> _TEXT TO READ_:
-=-=-
# OOPS!



## ALDABRAMAN (Jan 15, 2012)

Today while getting the aldabras in from the cold weather tonight, one of our 600+ males smashed my hand. Serious pain, crushed it against a 4x4. This is the kind of thing that are very cautious with when customers or visitors come over. Accidents happen, these large creatures are very strong and powerful animals.


----------



## cemmons12 (Jan 15, 2012)

That looks pretty sore!


----------



## jaizei (Jan 15, 2012)

Man, hurts just looking at it.


----------



## Jacqui (Jan 15, 2012)

But did you get them all in?  Not one of the things folks normally think about happening with tortoises. So what are you doing with it?


----------



## l0velesly (Jan 15, 2012)

Ouch, that's one mighty bruise.


----------



## wellington (Jan 15, 2012)

Ouch  Hope you are icing it. It looks WOW painful. Nothing is broken is it?


----------



## ALDABRAMAN (Jan 15, 2012)

Jacqui said:


> But did you get them all in?  Not one of the things folks normally think about happening with tortoises. So what are you doing with it?



All in, lots of ice and rest.....


----------



## Turtleswagg (Jan 15, 2012)

how much did u pay for your tortoises?


----------



## african cake queen (Jan 15, 2012)

sorry,looks bad.take care.


----------



## Turtulas-Len (Jan 15, 2012)

Seeing that made my hand hurt, I hope you are right handed.


----------



## CT Grim (Jan 15, 2012)

Wow...looks like you are allergic to pressure...


----------



## ALDABRAMAN (Jan 15, 2012)

Turtulas said:


> Seeing that made my hand hurt, I hope you are right handed.



Both, lol.....





CT Grim said:


> Wow...looks like you are allergic to pressure...



lol......I must be....





Turtleswagg said:


> how much did u pay for your tortoises?



More than our house..........

Passion has no limits!


----------



## Turtleswagg (Jan 15, 2012)

lol how long do they live?


----------



## Angi (Jan 15, 2012)

That looks bad. I hope it heals fast!


----------



## Tom (Jan 15, 2012)

Ooh ouch. At least its not your throttle hand... or your trigger finger...


----------



## oscar (Jan 15, 2012)

hope nothing is broke. At what predicted low temperature do you decide
to bring them in for the night?


----------



## ascott (Jan 15, 2012)

Oh my Greg....I am sure you are keeping an eye on it, but um, gosh keep an eye on it....those kind of smashes are awful...I hope it is superficial and that swelling drops quickly..


----------



## ALDABRAMAN (Jan 15, 2012)

Tom said:


> Ooh ouch. At least its not your throttle hand... or your trigger finger...



LOL, Amen....




oscar said:


> hope nothing is broke. At what predicted low temperature do you decide
> to bring them in for the night?



55f and below. We keep the houses above the 60f mark.





ascott said:


> Oh my Greg....I am sure you are keeping an eye on it, but um, gosh keep an eye on it....those kind of smashes are awful...I hope it is superficial and that swelling drops quickly..
-=-=-
> _EXCERPTED RECORDS_:
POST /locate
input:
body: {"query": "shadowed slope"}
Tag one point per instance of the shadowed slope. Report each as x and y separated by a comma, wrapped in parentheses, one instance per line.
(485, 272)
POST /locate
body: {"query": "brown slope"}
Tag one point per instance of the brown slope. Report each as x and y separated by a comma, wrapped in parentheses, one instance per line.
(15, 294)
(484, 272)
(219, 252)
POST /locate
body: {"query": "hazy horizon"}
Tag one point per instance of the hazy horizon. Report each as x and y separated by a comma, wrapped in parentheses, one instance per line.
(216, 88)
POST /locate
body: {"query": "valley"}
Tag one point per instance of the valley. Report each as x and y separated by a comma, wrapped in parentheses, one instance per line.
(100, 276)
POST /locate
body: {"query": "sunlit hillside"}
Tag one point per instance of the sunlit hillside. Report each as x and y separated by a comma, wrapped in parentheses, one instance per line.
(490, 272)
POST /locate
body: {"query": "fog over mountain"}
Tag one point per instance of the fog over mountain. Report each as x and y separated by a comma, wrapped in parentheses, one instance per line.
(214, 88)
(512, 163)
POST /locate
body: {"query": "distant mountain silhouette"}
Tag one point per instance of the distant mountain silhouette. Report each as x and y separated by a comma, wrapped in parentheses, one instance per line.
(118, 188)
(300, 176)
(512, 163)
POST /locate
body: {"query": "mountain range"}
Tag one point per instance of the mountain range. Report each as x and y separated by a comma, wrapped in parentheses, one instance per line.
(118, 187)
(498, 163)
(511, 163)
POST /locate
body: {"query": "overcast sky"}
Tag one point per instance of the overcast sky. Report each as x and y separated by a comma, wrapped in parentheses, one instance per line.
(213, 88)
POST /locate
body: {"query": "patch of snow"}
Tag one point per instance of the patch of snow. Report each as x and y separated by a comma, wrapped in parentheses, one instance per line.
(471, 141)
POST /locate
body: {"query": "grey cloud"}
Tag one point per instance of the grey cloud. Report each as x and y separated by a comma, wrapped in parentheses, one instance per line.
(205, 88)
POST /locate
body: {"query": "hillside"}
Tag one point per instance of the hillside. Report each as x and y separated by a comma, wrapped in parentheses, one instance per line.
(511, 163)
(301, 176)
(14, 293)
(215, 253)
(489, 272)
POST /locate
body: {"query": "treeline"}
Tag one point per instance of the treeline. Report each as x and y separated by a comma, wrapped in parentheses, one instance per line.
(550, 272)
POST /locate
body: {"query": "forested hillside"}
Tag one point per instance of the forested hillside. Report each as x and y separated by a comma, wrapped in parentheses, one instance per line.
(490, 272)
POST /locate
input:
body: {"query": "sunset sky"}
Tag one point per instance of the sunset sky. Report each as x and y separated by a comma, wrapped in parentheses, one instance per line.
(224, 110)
-=-=-
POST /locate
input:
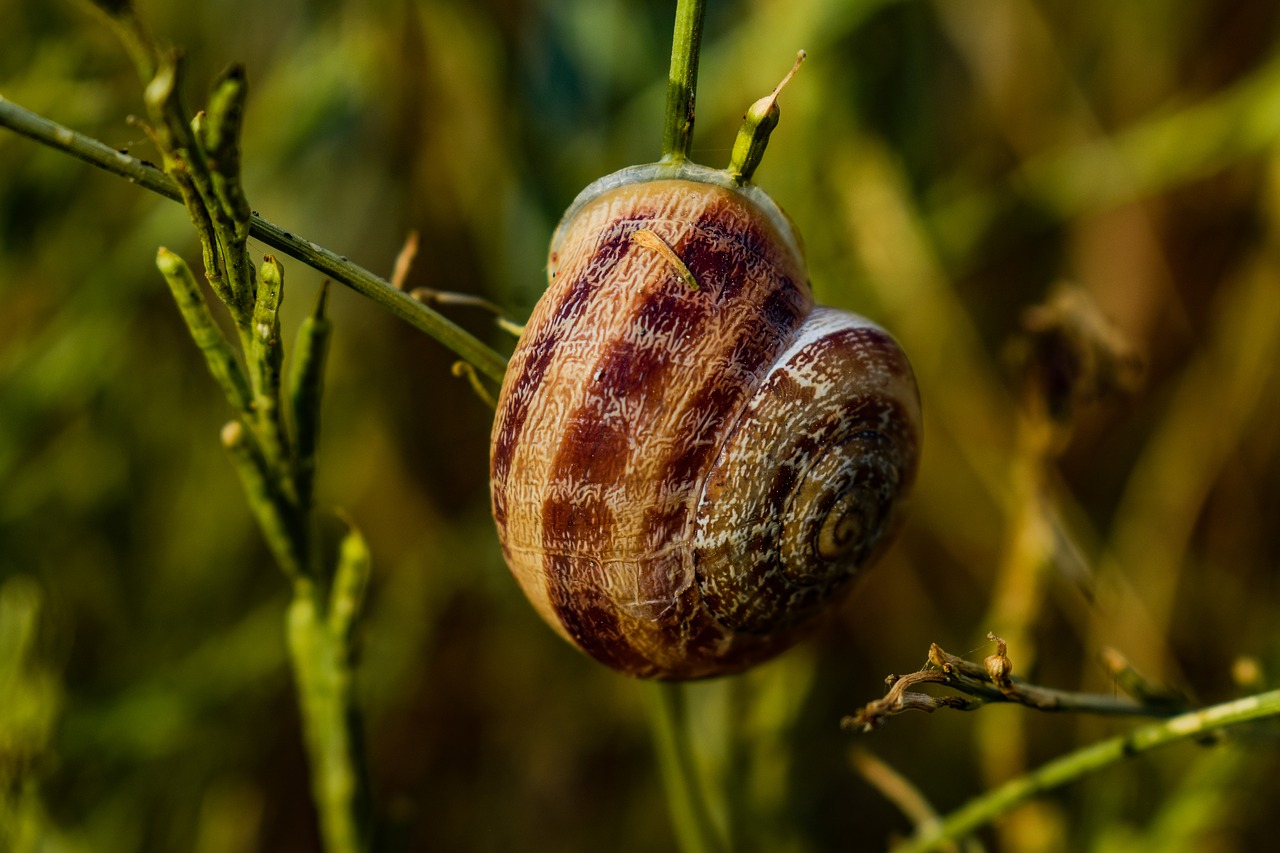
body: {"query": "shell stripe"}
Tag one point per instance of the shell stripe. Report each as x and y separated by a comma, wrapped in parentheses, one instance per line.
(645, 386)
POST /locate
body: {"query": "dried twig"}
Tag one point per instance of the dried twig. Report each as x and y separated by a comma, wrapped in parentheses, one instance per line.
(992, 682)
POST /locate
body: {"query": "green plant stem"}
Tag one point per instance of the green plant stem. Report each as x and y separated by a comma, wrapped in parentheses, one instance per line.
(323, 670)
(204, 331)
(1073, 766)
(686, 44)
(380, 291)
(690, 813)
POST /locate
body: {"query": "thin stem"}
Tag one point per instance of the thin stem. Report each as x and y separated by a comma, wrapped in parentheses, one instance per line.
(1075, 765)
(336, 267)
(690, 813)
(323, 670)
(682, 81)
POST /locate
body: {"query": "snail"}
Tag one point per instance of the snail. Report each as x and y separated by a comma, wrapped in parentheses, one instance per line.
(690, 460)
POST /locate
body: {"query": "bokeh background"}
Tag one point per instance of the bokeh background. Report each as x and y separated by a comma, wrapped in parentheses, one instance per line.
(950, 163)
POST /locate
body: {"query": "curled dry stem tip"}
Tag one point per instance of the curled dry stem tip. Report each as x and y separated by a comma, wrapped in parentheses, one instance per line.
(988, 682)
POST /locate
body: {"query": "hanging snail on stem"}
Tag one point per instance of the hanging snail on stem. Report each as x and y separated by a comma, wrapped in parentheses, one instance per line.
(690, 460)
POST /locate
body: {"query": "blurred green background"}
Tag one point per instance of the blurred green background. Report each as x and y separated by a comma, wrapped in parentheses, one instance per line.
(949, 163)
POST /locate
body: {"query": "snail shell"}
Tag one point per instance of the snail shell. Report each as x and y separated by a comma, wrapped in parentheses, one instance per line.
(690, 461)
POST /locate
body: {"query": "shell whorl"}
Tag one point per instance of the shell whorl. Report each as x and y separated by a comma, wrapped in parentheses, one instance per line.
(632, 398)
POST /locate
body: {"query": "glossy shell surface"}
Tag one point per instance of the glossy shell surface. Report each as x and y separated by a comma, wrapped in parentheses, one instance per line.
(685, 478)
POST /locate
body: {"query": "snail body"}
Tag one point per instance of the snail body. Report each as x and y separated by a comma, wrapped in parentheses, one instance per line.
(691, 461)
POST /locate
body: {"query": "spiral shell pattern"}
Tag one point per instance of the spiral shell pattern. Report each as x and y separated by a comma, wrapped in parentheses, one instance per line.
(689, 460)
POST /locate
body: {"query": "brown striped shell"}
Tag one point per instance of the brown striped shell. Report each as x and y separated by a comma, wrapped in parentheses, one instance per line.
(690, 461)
-=-=-
> _OBJECTIVE 1_: In the forum thread about the tortoise injury, at what predicted low temperature are the aldabras brought in for the night?
> _OBJECTIVE 2_: Extend the forum thread about the tortoise injury, starting right after its last line.
The items are separate material and have nothing to do with the forum thread.

> _WRITTEN ANSWER 1_: At 55°F and below.

> _WRITTEN ANSWER 2_:
Thank you.


----------



## wellington (Jan 15, 2012)

It's funny. Not that your hand is smashed, that's awful, it's funny that we keep posting and asking things for you to respond, with a very sore typing hand?  your a trooper though, you keep typing right through the pain


----------



## ALDABRAMAN (Jan 15, 2012)

wellington said:


> It's funny. Not that your hand is smashed, that's awful, it's funny that we keep posting and asking things for you to respond, with a very sore typing hand?  your a trooper though, you keep typing right through the pain



 All good!!! I am just very thankful it is not broken....


----------



## Katherine (Jan 15, 2012)

Owwwwww!


----------



## jkingler (Jan 16, 2012)

Looks like a radioactive Aldabrabite. You may truly become ALDABRAMAN!


----------



## pandacakes (Jan 16, 2012)

Ouch! I never really thought that a giant tortoise could smash a hand like that. I hope you are okay and that the swelling goes down fast! That looks pretty ouchy!


----------



## ALDABRAMAN (Jan 16, 2012)

jkingler said:


> Looks like a radioactive Aldabrabite. You may truly become ALDABRAMAN!



LOL!


----------



## JoesMum (Jan 17, 2012)

Ow! It's painful enough when Joe butts me on the ankle bone - injuries on that scale don't bare thinking about. At least Joe can't crush me.

These guys don't try to butt you do they?


----------



## ALDABRAMAN (Jan 17, 2012)

JoesMum said:


> Ow! It's painful enough when Joe butts me on the ankle bone - injuries on that scale don't bare thinking about. At least Joe can't crush me.
> 
> These guys don't try to butt you do they?



 No butting. They tend to push forward when they feel resistance.


----------



## GeoTerraTestudo (Jan 17, 2012)

Oh no! Did he crush your hand between his shell and the board? Is the bone broken, or just bruised?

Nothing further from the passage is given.